::: Task inputs

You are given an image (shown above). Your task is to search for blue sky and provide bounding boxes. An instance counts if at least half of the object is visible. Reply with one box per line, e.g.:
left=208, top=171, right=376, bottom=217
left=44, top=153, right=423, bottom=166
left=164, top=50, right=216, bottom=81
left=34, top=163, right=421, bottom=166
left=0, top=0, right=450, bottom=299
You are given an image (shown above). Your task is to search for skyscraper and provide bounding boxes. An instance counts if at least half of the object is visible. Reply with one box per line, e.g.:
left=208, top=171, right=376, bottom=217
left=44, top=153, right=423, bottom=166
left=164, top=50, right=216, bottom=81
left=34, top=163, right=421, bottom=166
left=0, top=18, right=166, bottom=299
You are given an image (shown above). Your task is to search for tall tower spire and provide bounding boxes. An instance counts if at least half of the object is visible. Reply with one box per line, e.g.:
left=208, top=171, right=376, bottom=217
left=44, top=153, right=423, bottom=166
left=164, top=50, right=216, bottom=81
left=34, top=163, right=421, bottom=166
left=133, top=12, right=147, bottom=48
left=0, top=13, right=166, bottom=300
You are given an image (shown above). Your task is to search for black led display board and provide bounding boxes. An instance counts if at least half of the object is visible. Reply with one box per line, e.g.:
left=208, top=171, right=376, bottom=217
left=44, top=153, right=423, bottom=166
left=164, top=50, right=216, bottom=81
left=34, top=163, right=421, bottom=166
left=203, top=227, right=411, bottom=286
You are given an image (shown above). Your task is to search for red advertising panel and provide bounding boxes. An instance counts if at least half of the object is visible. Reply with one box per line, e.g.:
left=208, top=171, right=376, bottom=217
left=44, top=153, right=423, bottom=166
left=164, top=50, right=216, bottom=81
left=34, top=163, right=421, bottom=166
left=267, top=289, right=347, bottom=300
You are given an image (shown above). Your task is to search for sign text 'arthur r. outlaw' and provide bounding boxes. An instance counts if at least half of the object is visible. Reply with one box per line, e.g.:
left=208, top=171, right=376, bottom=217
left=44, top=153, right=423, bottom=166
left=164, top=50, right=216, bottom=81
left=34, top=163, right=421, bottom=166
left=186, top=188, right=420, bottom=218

::::::
::: Task inputs

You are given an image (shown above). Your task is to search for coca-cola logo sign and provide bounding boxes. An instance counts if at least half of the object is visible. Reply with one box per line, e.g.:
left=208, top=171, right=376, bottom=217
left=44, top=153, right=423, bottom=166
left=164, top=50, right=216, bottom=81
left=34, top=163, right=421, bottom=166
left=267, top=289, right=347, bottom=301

::::::

Stated problem: Quote the listing word for word, from the line containing "search for blue" through the line containing "left=0, top=18, right=166, bottom=299", with both of those lines included.

Solution to this exercise:
You are given an image (shown above). Your task is to search for blue sky and provide bounding boxes. An instance counts if at least half of the object is visible. Reply with one box per line, e.g.:
left=208, top=171, right=376, bottom=217
left=44, top=153, right=423, bottom=166
left=164, top=50, right=216, bottom=81
left=34, top=163, right=421, bottom=166
left=0, top=0, right=450, bottom=299
You are given an image (shown above). Your task is to search for skyscraper and provide bounding boxes. An instance counts if at least half of the object is visible. Reply with one box per line, e.g.:
left=208, top=171, right=376, bottom=217
left=44, top=153, right=423, bottom=166
left=164, top=50, right=216, bottom=81
left=34, top=163, right=421, bottom=166
left=0, top=18, right=166, bottom=299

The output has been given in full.